**Aufgaben:**
A) Wie viele der 600 geplanten Leistungen sind laut dem Text über willkürliche Deadlines selbst Monate nach Ablauf der OZG-Frist online?
B) Führe den Text über willkürliche Deadlines nach seinem letzten Satz weiter.

======== Vorliegender Text ========

Dienstag, 13. Juni 2023

Willkürliche Deadlines (II)

Bild: CCNull / Marco Verch - CC BY 2.0

Dass willkürlich gesetzte Deadlines problematisch sind, dürfte wohl bei kaum jemandem einen Widerspruch auslösen. Dass sie trotzdem immer wieder anzutreffen sind, hat menschliche und politische Gründe, die leider immer wieder vorkommen werden. Wer in einem solchen Umfeld beruflich unterwegs ist, muss sich daher mit diesem Thema beschäftigen und sollte am Besten überzeugende Gründe parat haben, warum sie keine gute Idee sind.


Zu den überzeugendsten dieser Gründe dürfte gehören, dass willkürliche Deadlines negativ auf den zurückfallen, der sie festlegt. Das ist zunächst für viele Menschen kontraintuitiv, schliesslich scheint in solchen Fällen der schwarze Peter doch bei denen zu liegen, die die gesetzten Fristen nicht einhalten können. Ein Praxisbeispiel zeigt aber, dass auch die andere Seite in Mitleidenschaft gezogen werden kann: das Onlinezugangsgesetz (OZG).


Das OZG wurde im Jahr 2017 im Parlament verabschiedet und legte fest, dass bis zum Jahr 2022 alle Behördengänge auch digital zu erledigen sein müssen. Der letzte Tag dieses Jahres, der 31.12.2022, wurde damit automatisch zur Deadline für die Umsetzung. Schon damals gab es Zweifel, dass diese Fristsetzung realistisch war, mittlerweile weiss man, sie war es nicht. Selbst Monate später sind erst 101 von 600 geplanten Leistungen online.


Die offensichtlichste Folge eines solchen Verzuges: weitere Fristsetzungen verlieren durch ihn ihre Glaubwürdigkeit nach aussen. Neben der fristsetzenden und der (verspätet) umsetzenden Seite gibt es nämlich fast immer eine dritte Partei, die externen Stakeholder. Und um beim Beispiel des OZG zu bleiben: verschiedene Kommentare in den Medien lassen keinen Zweifel daran, dass zukünftigen Zielsetzungen nicht mehr vertraut wird.


In Folge dessen werden zukünftige Zeitpläne von Anfang an mit grosser Skepsis begleitet, regelmässig hinterfragt und mit der ständigen Forderung nach Transparenz in Form von Zwischen-Fristen und Zwischen-Berichten konfrontiert. Diese führen bei allen Beteiligten zu z.T. erheblichen Mehraufwänden, die die Umsetzung nochmals verzögern und dadurch selbst solche Teilziele gefährden, die eigentlich erreichbar gewesen wären. Auch hierzu gibt es Beispiele aus dem OZG-Umfeld.


Anders, aber ähnlich schwerwiegend sind die Folgen nach innen. Das offensichtliche und deutliche Verpassen der Frist führt nämlich bei den mit den unrealistischen Umsetzungszielen beauftragten Menschen zu der Erkenntnis, dass ein solcher Verzug eigentlich kein Problem ist, schliesslich gibt es keine negativen Folgen (die meistens einzig vorhandene Sanktionsmöglichkeit, das Entziehen von Mitteln, würde schliesslich nur zu noch mehr Verzögerung führen).

======== Ausgelesene Daten ========

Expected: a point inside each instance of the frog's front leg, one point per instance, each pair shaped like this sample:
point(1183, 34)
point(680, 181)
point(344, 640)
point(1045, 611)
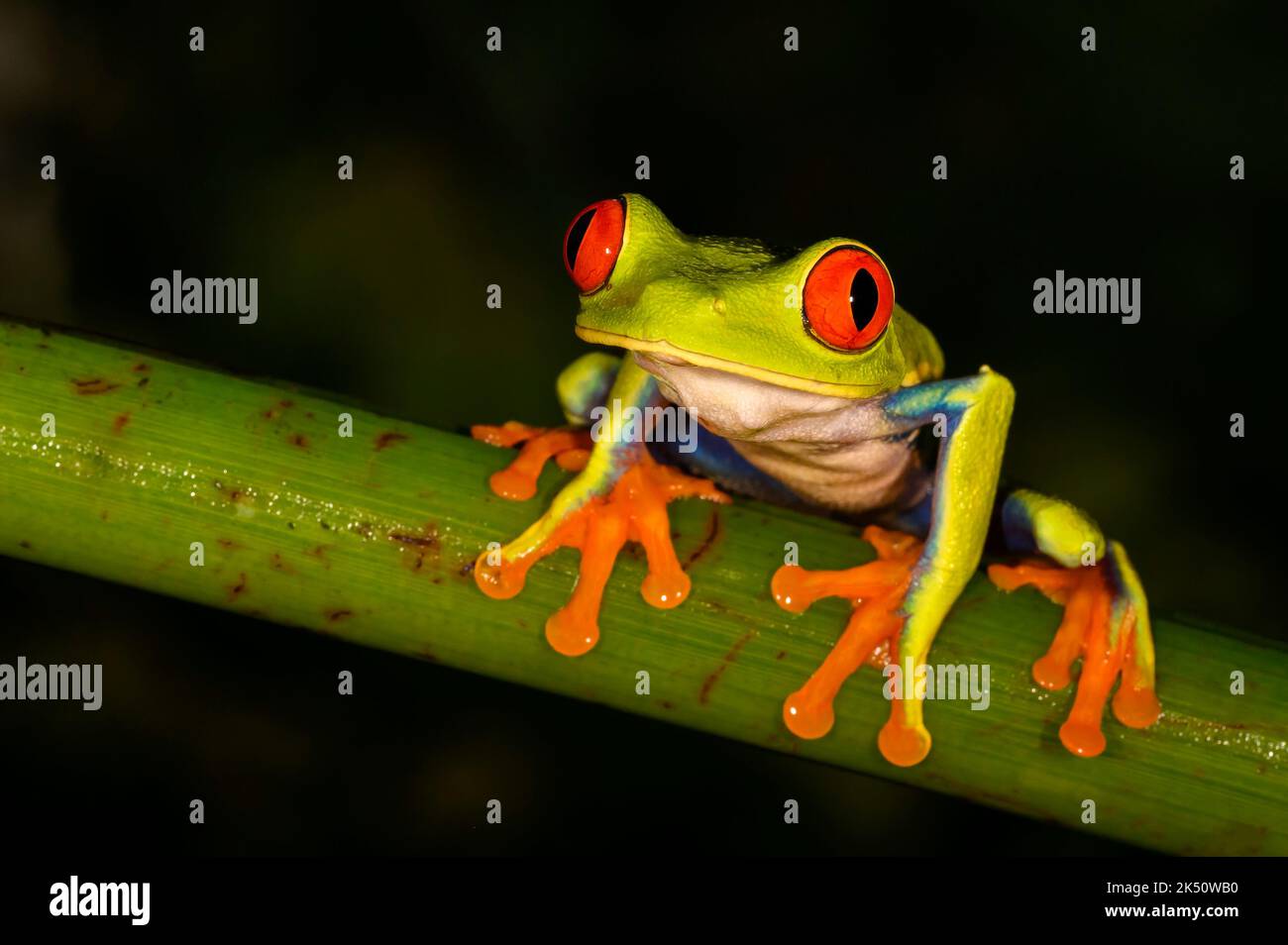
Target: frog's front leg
point(1106, 614)
point(902, 599)
point(619, 494)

========

**Lösungen:**
A) Erst 101 von 600 geplanten Leistungen.

B)
Ist dieser Eindruck erstmal entstanden, kann von einem weiteren Effekt fast sicher ausgegangen werden - ohne ernsthafte Konsequenzen schwindet die Motivation, sich bei der Umsetzung über das übliche Mass hinaus zu engagieren. Selbst mit relativ geringen Mehraufwänden erreichbare Zieldaten lässt man verstrechen, erst recht wenn diese in einer grösseren Menge von Bitten, Forderungen und Eskalationen untergehen, von denen "alles wichtig ist". Es kommt ungewollt zur Erziehung zur Normverletzung.


In Summe entsteht so durch willkürliche Deadlines extern ein grundlegender Zweifel, der durch (gut gemeinte) Kontrollmassnahmen alles noch weiter verzögert und intern ein gewisser Nihilismus, der Eigeninitiative und Engagement verdrängt und ab einem gewissen Grad sogar dazu führt, dass es zu einer Abstimmung mit den Füssen kommt, also zu Kündigungen, durch die es nochmal zu zusätzlichen Verzögerungen kommt.


Ich habe als externer Berater Fälle erlebt, in denen willkürliche Deadlines zu solchen Aufwands-Explosionen geführt haben, dass eigentlich nur leicht verspätete Vorhaben sich um Jahre verlängert haben oder sogar abgebrochen werden mussten - häufig verbunden mit einem empfindlichen Karriereknick der verantwortlichen Manager. Und alleine die Aussicht das am eigenen Fall zu erleben sollte eigentlich ein überzugender Grund sein, sich bei "ambitionierten Zielsetzungen" zurückzuhalten. Schliesslich kann nicht jeder Probleme so einfach aussitzen wie die Digitalisierungs-Politiker.